* SELECTION:
_ _ _

This pit is like the Astrodome turned upside down. Oh I made my pit into a mansion with all the frilly curtains, heated indoor pool, a limo driver, you name it, I had it. I loved my pit. I won’t lie, I loved it. Loved being in it and never wanted to leave. My desire was to keep it. I held it so close to me. Soon it was a full blown addiction. It was never my intention to be addicted to it..just to have it. It was worse than any craving I have ever had for food or my favorite: warm strawberry cake straight out the oven with no icing on it!! It was worse… I would cry if I didn’t get my “fix” of this grappling sin.
It was getting to where I noticed I was no longer controlling it; it was controlling me. I no longer had the upper hand, it hand me pinned down to the hard lonely cement pavement. I couldn’t even look up. In previous journal entries, I go into detail of how this sin has been for me.
But ….don’t you love that there is a BUT….but (hehehehe) in the last two weeks..it has changed. I can feel it changing..I guess I should mention for the better.
I made myself accountable to a good strong Christian woman I work with who I also call a precious friend. It was such a hard step to do but she was never judgmental and was so loving to me while I poured out myself to her. I have kept her updated to keep accountable and as always she has been so loving to me.
Next, I began the audio book from Beth Moore that I mentioned earlier. I sought out scripture and prayed. I prayed when I didn’t want to pray and prayed when I was in dire need of intervention.

_ _ _

* DATA SEGMENT:
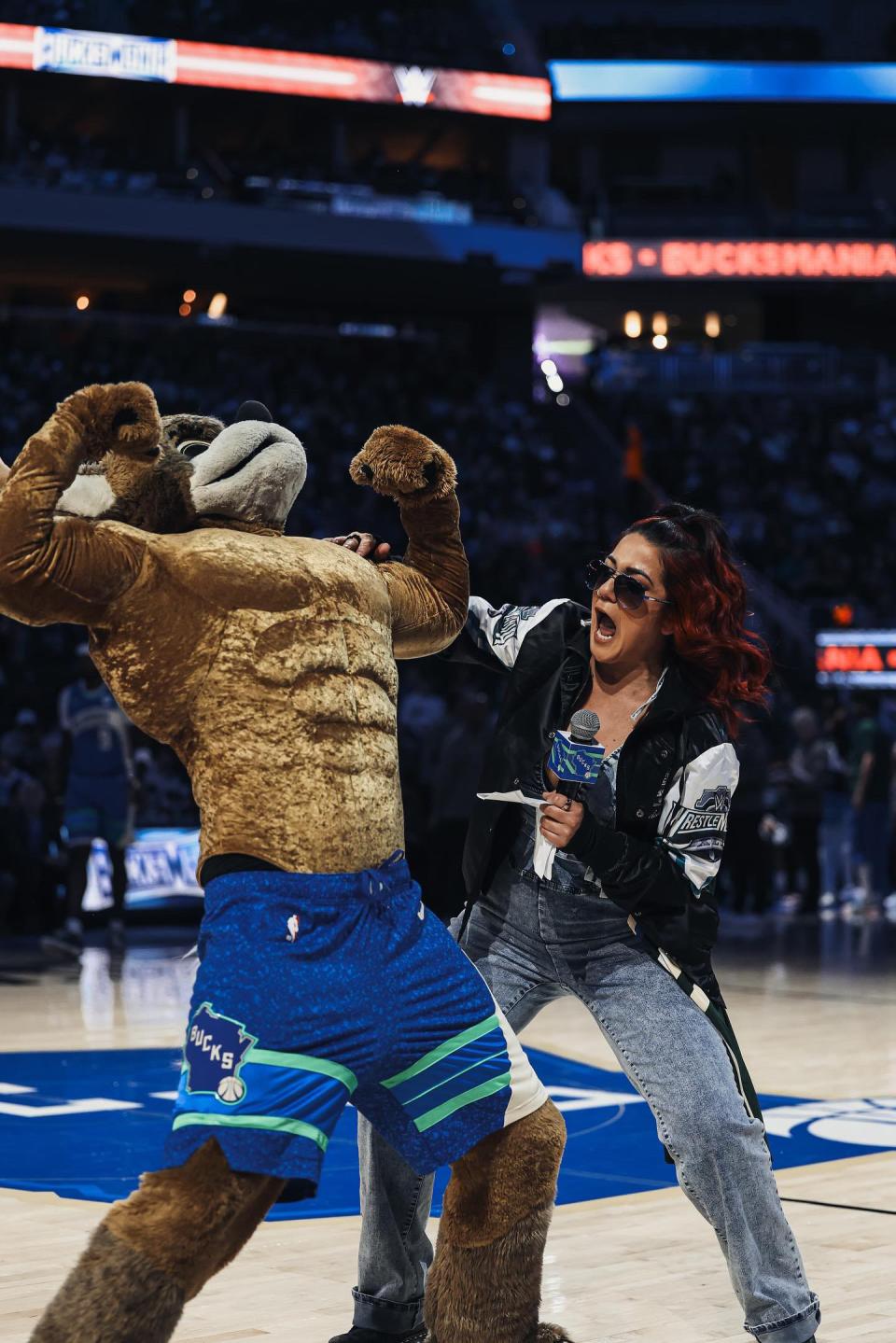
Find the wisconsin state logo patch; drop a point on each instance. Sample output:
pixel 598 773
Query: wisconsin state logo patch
pixel 214 1055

_ _ _

* WHAT IS ASKED:
A) Print everything in the pit passage from "It was getting" down to "been for me.", word for word.
B) Can you pick up the journal entry about the pit and keep writing from the point where it stops?

* ANSWERS PER TASK:
A)
It was getting to where I noticed I was no longer controlling it; it was controlling me. I no longer had the upper hand, it hand me pinned down to the hard lonely cement pavement. I couldn’t even look up. In previous journal entries, I go into detail of how this sin has been for me.

B)
Ladies, my flesh fought me tooth and nail. My flesh screamed in my mind, “NO!” It clinged to the insides of my muscles, it seeped into my pores, it was in my tears, it congested my chest, it was not letting go. I felt like there were two of me, both pulling on the other sometimes splitting my flesh and spirit apart. If you have ever gone to a carnival or fair of some sort, you all know those mirrors that distort your image …that was the image I saw when my flesh fought back to keep being in its lush pit.
Now, I feel relief taking that weight from me..slowly…ounce by ounce. This was no overnight episode in my life. But I smile now seeing the light…hearing the whisper of Christ calling me to Him. I know He is right next to me but the pit muffled all that I did. I only saw it. His whisper is so soft, sweet and soothing. I want to hear more of it. So I am veering to the right, to the whisper that calls me…I know Jesus has me making that U-turn to the straight and narrow path. I am scared of course, while I hear Christ whispering, it is Satan that is shouting for my return to my sin. I keep saying “SHUTUP SATAN! NO ONE LIKES YOU!”
Thanks for hearing me during these times. I will keep veering in hopes I will see the path Jesus has for me.
Psalm 27:11 (NIV)
Teach me your way, O LORD;
lead me in a straight path
because of my oppressors.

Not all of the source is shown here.